# Brief
Extract each line of the records below that contains the string "link".

□ □ □ □ □ □ □

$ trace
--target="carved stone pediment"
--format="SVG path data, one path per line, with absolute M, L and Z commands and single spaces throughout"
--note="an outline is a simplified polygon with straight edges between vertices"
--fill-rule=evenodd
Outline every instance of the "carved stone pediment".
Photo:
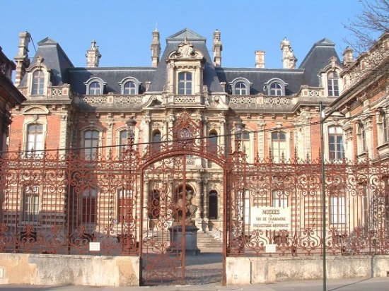
M 204 59 L 204 55 L 202 52 L 194 50 L 193 44 L 189 42 L 186 38 L 178 44 L 178 49 L 170 52 L 168 57 L 168 60 L 201 60 L 202 59 Z

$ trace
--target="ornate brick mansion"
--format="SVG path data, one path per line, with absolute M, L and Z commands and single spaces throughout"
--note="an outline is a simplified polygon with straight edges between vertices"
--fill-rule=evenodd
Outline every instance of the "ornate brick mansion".
M 100 67 L 95 41 L 75 67 L 49 37 L 30 62 L 30 41 L 20 34 L 15 85 L 25 100 L 13 105 L 1 162 L 3 251 L 116 254 L 115 245 L 163 261 L 173 227 L 194 224 L 223 231 L 226 271 L 228 256 L 262 256 L 266 244 L 321 254 L 327 223 L 332 254 L 388 254 L 388 34 L 356 59 L 347 49 L 341 59 L 324 38 L 298 67 L 284 39 L 279 69 L 265 66 L 263 51 L 254 67 L 223 66 L 219 30 L 213 56 L 189 29 L 161 54 L 153 31 L 146 67 Z M 285 229 L 253 224 L 255 207 L 287 209 Z M 356 247 L 362 237 L 369 244 Z

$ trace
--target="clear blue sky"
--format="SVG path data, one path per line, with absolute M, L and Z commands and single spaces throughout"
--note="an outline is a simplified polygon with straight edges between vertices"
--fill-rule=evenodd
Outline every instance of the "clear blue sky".
M 223 66 L 253 67 L 254 52 L 265 50 L 266 67 L 279 68 L 284 37 L 298 66 L 323 37 L 337 44 L 342 58 L 349 34 L 343 24 L 362 7 L 360 0 L 0 0 L 0 46 L 13 59 L 18 35 L 27 30 L 35 47 L 49 37 L 75 66 L 85 66 L 85 54 L 95 40 L 100 66 L 149 66 L 156 26 L 162 49 L 166 37 L 187 28 L 207 37 L 211 56 L 217 28 Z M 32 44 L 30 52 L 33 57 Z

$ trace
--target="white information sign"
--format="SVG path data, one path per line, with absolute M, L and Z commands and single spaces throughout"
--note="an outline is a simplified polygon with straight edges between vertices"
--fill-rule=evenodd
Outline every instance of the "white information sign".
M 100 251 L 100 242 L 90 242 L 89 251 Z
M 277 244 L 267 244 L 266 250 L 267 253 L 275 253 Z
M 290 207 L 252 207 L 251 230 L 281 230 L 291 228 Z

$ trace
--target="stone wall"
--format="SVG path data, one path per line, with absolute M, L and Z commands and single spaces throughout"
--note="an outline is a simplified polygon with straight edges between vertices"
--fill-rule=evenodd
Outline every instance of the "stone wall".
M 0 254 L 0 284 L 139 286 L 139 259 Z
M 327 258 L 328 279 L 386 277 L 387 256 Z M 227 285 L 323 278 L 322 258 L 228 257 Z

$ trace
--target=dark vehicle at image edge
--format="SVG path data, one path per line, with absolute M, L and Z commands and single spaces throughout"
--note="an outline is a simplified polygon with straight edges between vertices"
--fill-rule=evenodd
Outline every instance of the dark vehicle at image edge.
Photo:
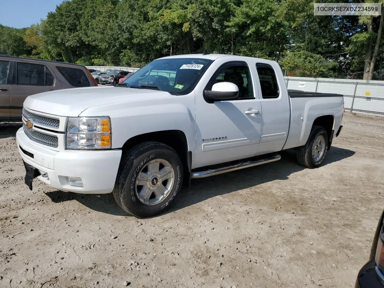
M 358 274 L 355 288 L 384 287 L 384 210 L 381 212 L 368 262 Z
M 0 121 L 21 121 L 23 103 L 30 95 L 97 86 L 81 65 L 0 55 Z

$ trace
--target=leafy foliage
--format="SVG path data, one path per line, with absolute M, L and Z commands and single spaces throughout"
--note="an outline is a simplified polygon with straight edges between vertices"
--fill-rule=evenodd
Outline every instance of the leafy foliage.
M 66 1 L 28 28 L 0 25 L 0 54 L 141 67 L 208 49 L 278 61 L 290 75 L 362 76 L 380 17 L 315 16 L 313 1 Z M 381 41 L 376 77 L 384 71 Z

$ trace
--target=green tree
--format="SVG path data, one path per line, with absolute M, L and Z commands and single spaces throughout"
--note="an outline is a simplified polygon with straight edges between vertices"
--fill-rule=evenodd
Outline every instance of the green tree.
M 337 66 L 336 62 L 306 51 L 286 52 L 280 63 L 287 76 L 296 77 L 331 77 L 332 69 Z

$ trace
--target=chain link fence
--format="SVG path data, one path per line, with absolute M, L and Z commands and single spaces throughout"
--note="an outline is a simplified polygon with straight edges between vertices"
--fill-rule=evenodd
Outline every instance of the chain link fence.
M 285 81 L 288 89 L 341 94 L 351 112 L 384 116 L 384 81 L 294 77 Z

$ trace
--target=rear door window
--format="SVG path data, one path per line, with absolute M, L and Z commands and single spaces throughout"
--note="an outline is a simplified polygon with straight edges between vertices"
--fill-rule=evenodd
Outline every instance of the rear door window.
M 64 66 L 56 66 L 56 68 L 71 85 L 75 87 L 91 86 L 86 75 L 81 69 Z
M 53 76 L 44 65 L 18 62 L 16 84 L 53 86 Z
M 275 70 L 268 64 L 258 63 L 256 69 L 260 81 L 260 88 L 263 99 L 271 99 L 279 97 L 279 86 Z
M 9 61 L 0 61 L 0 84 L 7 83 L 9 71 Z

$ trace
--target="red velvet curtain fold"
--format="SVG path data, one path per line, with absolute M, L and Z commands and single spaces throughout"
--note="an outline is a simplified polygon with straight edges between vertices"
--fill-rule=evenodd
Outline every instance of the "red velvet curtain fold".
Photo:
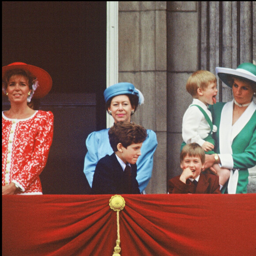
M 256 195 L 122 195 L 120 255 L 255 255 Z M 3 196 L 3 255 L 112 256 L 112 196 Z

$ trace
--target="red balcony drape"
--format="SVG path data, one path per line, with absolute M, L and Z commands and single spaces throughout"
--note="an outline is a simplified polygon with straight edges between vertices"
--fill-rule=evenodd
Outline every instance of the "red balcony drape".
M 112 196 L 3 196 L 3 255 L 112 256 Z M 121 256 L 256 255 L 255 194 L 122 196 Z

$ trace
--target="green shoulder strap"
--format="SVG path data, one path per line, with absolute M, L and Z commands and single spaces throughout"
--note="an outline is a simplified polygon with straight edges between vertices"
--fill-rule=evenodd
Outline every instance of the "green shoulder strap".
M 199 109 L 199 110 L 203 113 L 203 114 L 204 116 L 204 117 L 205 117 L 206 120 L 207 121 L 207 122 L 209 124 L 209 125 L 210 125 L 210 128 L 211 128 L 211 133 L 210 133 L 211 134 L 211 132 L 212 132 L 212 129 L 213 129 L 213 124 L 212 124 L 212 122 L 211 120 L 211 119 L 210 119 L 209 116 L 206 113 L 206 112 L 200 106 L 196 105 L 196 104 L 194 104 L 193 105 L 191 105 L 190 106 L 192 107 L 192 106 L 197 106 Z

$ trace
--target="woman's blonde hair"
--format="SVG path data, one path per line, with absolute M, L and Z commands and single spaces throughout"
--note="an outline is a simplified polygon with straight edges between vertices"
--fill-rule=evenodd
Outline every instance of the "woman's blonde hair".
M 188 78 L 186 89 L 193 98 L 196 98 L 197 89 L 200 88 L 204 90 L 211 83 L 217 83 L 216 76 L 207 70 L 198 70 Z

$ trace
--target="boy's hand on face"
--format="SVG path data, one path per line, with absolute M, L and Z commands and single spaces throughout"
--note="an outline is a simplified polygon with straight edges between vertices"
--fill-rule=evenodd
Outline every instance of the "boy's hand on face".
M 180 177 L 180 180 L 184 183 L 186 183 L 187 180 L 188 178 L 192 178 L 193 177 L 193 173 L 192 171 L 189 167 L 184 169 Z
M 214 146 L 213 145 L 213 144 L 211 143 L 211 142 L 206 141 L 202 145 L 202 148 L 204 150 L 204 151 L 207 152 L 211 150 L 213 150 L 214 148 Z

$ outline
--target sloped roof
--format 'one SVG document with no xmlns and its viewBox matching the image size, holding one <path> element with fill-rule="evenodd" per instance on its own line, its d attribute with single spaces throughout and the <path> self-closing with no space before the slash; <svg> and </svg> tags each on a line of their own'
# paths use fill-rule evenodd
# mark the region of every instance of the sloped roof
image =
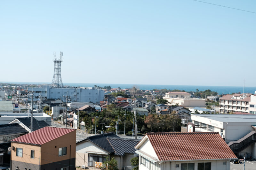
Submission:
<svg viewBox="0 0 256 170">
<path fill-rule="evenodd" d="M 31 124 L 31 119 L 30 117 L 22 117 L 17 119 L 24 125 L 30 129 Z M 35 131 L 39 129 L 49 126 L 48 124 L 44 121 L 38 121 L 36 119 L 33 119 L 33 131 Z"/>
<path fill-rule="evenodd" d="M 168 106 L 167 106 L 167 105 L 165 105 L 164 104 L 162 104 L 162 103 L 161 104 L 158 104 L 158 105 L 156 105 L 156 106 L 158 106 L 158 107 L 168 107 Z"/>
<path fill-rule="evenodd" d="M 76 129 L 46 126 L 11 141 L 41 145 L 74 130 Z"/>
<path fill-rule="evenodd" d="M 188 93 L 188 92 L 168 92 L 168 93 L 166 93 L 168 94 L 190 94 L 189 93 Z"/>
<path fill-rule="evenodd" d="M 18 123 L 0 125 L 0 135 L 28 132 Z"/>
<path fill-rule="evenodd" d="M 96 144 L 109 153 L 114 153 L 115 150 L 107 139 L 107 137 L 120 137 L 114 134 L 113 132 L 109 132 L 104 134 L 100 134 L 94 136 L 88 137 L 85 139 L 76 143 L 76 144 L 87 140 L 88 140 Z"/>
<path fill-rule="evenodd" d="M 236 158 L 217 132 L 149 133 L 146 135 L 160 161 Z"/>
<path fill-rule="evenodd" d="M 107 139 L 115 150 L 115 155 L 124 156 L 125 153 L 135 153 L 134 147 L 140 142 L 139 139 L 132 139 L 107 137 Z"/>
</svg>

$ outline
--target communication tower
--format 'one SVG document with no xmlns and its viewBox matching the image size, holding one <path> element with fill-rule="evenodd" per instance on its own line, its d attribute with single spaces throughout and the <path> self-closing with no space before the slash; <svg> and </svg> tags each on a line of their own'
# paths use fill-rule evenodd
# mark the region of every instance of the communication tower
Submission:
<svg viewBox="0 0 256 170">
<path fill-rule="evenodd" d="M 63 53 L 60 52 L 60 59 L 57 60 L 55 52 L 53 52 L 53 62 L 54 62 L 54 73 L 52 82 L 52 87 L 63 87 L 63 84 L 61 80 L 61 62 Z"/>
</svg>

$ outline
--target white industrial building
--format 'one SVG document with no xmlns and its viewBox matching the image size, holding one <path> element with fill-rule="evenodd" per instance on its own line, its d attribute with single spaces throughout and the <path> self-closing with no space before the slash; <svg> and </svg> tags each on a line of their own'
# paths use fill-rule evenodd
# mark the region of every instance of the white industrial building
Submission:
<svg viewBox="0 0 256 170">
<path fill-rule="evenodd" d="M 240 157 L 256 159 L 256 115 L 191 115 L 196 132 L 218 132 Z"/>
<path fill-rule="evenodd" d="M 100 103 L 100 101 L 104 99 L 104 91 L 99 89 L 93 88 L 51 88 L 49 86 L 44 86 L 43 87 L 29 88 L 29 93 L 32 91 L 34 94 L 34 100 L 37 100 L 41 96 L 48 99 L 60 99 L 63 102 L 66 102 L 67 93 L 68 99 L 76 102 L 92 102 L 93 103 Z M 29 101 L 31 99 L 28 99 Z"/>
<path fill-rule="evenodd" d="M 0 113 L 0 124 L 7 124 L 17 118 L 31 117 L 30 113 Z M 38 121 L 44 121 L 52 125 L 52 117 L 44 113 L 33 113 L 33 117 Z"/>
<path fill-rule="evenodd" d="M 184 107 L 204 107 L 205 106 L 205 100 L 203 99 L 191 98 L 191 94 L 183 92 L 170 92 L 165 93 L 163 98 L 168 100 L 171 105 L 178 104 Z"/>
</svg>

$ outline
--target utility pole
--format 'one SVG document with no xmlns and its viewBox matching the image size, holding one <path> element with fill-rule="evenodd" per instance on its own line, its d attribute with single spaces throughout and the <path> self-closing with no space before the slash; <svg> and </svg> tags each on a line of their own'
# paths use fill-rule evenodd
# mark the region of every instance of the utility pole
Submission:
<svg viewBox="0 0 256 170">
<path fill-rule="evenodd" d="M 135 109 L 134 110 L 134 114 L 135 116 L 135 139 L 137 139 L 137 119 L 136 118 L 137 115 L 136 113 L 136 100 L 135 100 Z"/>
<path fill-rule="evenodd" d="M 67 112 L 68 111 L 68 92 L 67 93 L 67 96 L 66 96 L 66 122 L 65 123 L 65 127 L 67 128 Z"/>
<path fill-rule="evenodd" d="M 78 119 L 77 121 L 77 129 L 79 129 L 79 106 L 78 107 Z M 95 125 L 95 127 L 96 125 Z"/>
<path fill-rule="evenodd" d="M 32 89 L 32 94 L 31 94 L 31 118 L 30 118 L 30 133 L 33 131 L 33 89 Z"/>
<path fill-rule="evenodd" d="M 244 154 L 244 170 L 245 170 L 245 156 L 246 156 L 246 153 Z"/>
</svg>

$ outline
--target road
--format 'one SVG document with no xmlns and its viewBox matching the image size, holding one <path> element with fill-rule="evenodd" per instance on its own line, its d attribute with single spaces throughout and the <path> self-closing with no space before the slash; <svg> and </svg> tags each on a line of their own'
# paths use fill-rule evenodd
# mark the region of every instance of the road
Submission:
<svg viewBox="0 0 256 170">
<path fill-rule="evenodd" d="M 244 164 L 233 164 L 230 163 L 230 170 L 244 170 Z M 256 169 L 256 161 L 245 161 L 245 170 L 255 170 Z"/>
</svg>

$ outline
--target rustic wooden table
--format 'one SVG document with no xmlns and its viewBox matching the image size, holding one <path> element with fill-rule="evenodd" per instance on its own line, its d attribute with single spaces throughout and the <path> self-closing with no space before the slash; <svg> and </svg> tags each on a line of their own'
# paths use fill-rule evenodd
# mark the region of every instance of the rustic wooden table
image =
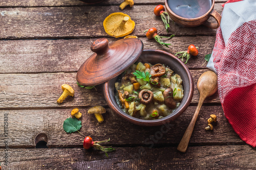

□ □ □ □ □ □ □

# Response for this exercise
--target=chain link fence
Outline every instance of the chain link fence.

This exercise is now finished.